About this task –
Restate the whole listing exactly, leaving nothing out.

Dataset records section start

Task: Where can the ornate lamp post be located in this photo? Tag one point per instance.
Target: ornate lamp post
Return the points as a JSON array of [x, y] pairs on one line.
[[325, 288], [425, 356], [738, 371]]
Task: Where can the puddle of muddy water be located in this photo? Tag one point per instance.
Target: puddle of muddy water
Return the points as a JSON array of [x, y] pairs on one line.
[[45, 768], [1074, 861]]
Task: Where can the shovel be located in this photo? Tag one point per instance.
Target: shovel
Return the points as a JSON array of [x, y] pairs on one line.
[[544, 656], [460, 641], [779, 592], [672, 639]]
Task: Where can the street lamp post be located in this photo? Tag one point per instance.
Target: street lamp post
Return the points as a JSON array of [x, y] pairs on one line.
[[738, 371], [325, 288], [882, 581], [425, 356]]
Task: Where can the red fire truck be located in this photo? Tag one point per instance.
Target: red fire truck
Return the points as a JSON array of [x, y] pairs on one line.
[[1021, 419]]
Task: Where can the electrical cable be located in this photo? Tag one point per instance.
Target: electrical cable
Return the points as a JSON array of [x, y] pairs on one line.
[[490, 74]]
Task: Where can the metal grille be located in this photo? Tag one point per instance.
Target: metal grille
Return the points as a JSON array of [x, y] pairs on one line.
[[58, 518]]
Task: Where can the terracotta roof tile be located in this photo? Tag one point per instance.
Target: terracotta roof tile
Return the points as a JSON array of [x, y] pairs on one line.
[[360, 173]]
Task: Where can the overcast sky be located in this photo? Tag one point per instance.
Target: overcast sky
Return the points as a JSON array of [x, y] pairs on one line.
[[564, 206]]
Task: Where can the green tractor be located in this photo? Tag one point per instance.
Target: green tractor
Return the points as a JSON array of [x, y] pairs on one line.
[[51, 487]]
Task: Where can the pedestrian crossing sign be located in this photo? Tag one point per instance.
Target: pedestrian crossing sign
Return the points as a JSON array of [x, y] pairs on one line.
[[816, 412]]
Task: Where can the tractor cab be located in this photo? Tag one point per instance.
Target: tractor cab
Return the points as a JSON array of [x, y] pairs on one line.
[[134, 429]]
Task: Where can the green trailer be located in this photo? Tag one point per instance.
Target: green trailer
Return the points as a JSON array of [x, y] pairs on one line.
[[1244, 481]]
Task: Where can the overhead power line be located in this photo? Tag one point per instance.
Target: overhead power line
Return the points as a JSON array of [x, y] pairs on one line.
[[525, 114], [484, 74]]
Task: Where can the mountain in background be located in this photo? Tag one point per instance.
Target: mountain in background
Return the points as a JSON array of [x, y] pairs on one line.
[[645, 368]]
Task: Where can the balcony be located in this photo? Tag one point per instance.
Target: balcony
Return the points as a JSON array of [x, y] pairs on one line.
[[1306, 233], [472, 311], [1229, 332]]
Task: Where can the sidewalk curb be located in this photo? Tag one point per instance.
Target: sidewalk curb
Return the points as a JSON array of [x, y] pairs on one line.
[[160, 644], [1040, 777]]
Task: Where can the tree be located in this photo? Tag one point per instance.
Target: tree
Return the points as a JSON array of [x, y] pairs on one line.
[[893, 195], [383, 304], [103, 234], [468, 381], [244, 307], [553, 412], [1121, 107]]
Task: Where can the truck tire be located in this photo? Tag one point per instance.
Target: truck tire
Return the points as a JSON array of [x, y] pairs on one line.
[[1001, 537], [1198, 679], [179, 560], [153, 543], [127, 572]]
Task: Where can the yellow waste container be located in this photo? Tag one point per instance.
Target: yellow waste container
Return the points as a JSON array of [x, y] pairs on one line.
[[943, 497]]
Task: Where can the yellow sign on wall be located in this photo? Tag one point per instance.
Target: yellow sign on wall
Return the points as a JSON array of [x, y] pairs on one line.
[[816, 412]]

Dataset records section end

Result of this exercise –
Task: Where can the ornate lamp post be located in this photo? Tag one point per instance.
Target: ornate lamp post
Return the points as a JSON array of [x, y] pairs on one line.
[[325, 288], [425, 356], [738, 371]]
Task: Where can the puddle of muddy water be located in this photo? Tag one point per instance.
Target: puddle of muddy water
Return the points as a JSON array of [x, y] pairs on one line.
[[45, 768], [1074, 861]]
Task: Where can the shovel be located in this photo? Tag one point per instance.
Target: shovel
Return the points as a JSON array of [x, y] pairs on one line.
[[544, 656], [460, 641], [779, 592], [672, 639]]
Task: Where can the street lamp post be located in this photo? Tag one point per instance.
Target: street lamp post
Return the points as a JSON array of [x, y] pairs on one line.
[[738, 371], [325, 288], [882, 581], [425, 356]]
Task: Where can the red fire truck be located in this photo? Tag one point per instance.
Target: red fire truck
Return the points as a JSON array of [x, y] pairs on one line.
[[1021, 419]]
Task: Where can the electrical cable be located in this photo? Tag one point per instance.
Target: electrical cable
Return the points as a JSON array of [x, y] pairs on one line.
[[490, 74]]
Task: Where can the metal grille be located in this photo? Tag one point per instance.
Target: metal grille
Return the points as a JSON array of [x, y] pairs on one line.
[[58, 518]]
Task: Where can the terracotta roof tile be located in this photo? Tag one point per instance.
Target: terracotta roof tile
Return the points as a JSON array of [x, y] pairs on one line.
[[360, 173]]
Task: Where can the overcast sky be located in this photo? Tag one point per instance.
Target: overcast sky
Return the points as a JSON array of [x, y] pairs on one line.
[[564, 206]]
Task: Where can the green tractor be located in this photo? Tag one point per instance.
Target: green tractor
Return the points as a JSON array of [x, y] pairs on one line.
[[51, 487]]
Task: Where can the pedestrian crossing sign be located in this photo? Tag one point per instance.
Target: pedestrian crossing sign
Return the points as a JSON array of [x, y] pairs on one line.
[[816, 412]]
Task: Where can the tractor cab be located in this photo? Tag one point per instance.
Target: tractor cab
Return the points as a JSON array of [x, y] pairs on one line.
[[134, 429]]
Task: Where can the green trailer be located in this photo? Tag one point per instance.
Target: green trailer
Return the points as a JSON array of [x, y] pairs on one line.
[[1244, 481]]
Task: Where can the overhead power line be located in this photo? Tag one point per instance.
Target: overhead power line
Return the points as a JSON array of [x, y] pairs on one line.
[[525, 114], [484, 74]]
Task: Where can the mountain in background be located in this photo? Tag one point per instance.
Target: mountain in background
Return the points as a JSON array of [x, y] pairs on one line.
[[645, 368]]
Task: Where can the balcony be located in this photo? Tag one point per instance.
Target: balcony
Return the points as a JSON array of [x, y] pairs on one line.
[[1306, 233], [472, 311], [1229, 332]]
Task: Where can the sidewalk curb be located in this photo? Tag one point per instance.
Target: sidewalk curb
Return the points as a JSON array of [x, y] pairs on one line.
[[160, 644], [1040, 777]]
Task: Where can the tree be located in this photo? Tag one point per instance.
Target: tree
Return the points as a JSON array of [x, y] pairs on one line.
[[893, 195], [383, 304], [103, 234], [468, 381], [244, 307], [553, 412], [1121, 107]]
Task: Where can the truck tire be located in this photo? Tag one point per instance.
Target: truck tire
Return the points as a JSON array of [x, y] pairs on one line.
[[1001, 537], [1198, 679], [179, 560], [153, 543], [127, 572]]
Task: Where can the yellow waste container be located in this photo? Tag one point per instance.
Target: yellow waste container
Return the points as a JSON array of [x, y] pairs on one line.
[[943, 497]]
Task: Where can the yellow sign on wall be located in this photo? Tag one point per instance.
Target: yellow sign on wall
Return the points as a JSON array of [x, y] pairs on one line.
[[816, 412]]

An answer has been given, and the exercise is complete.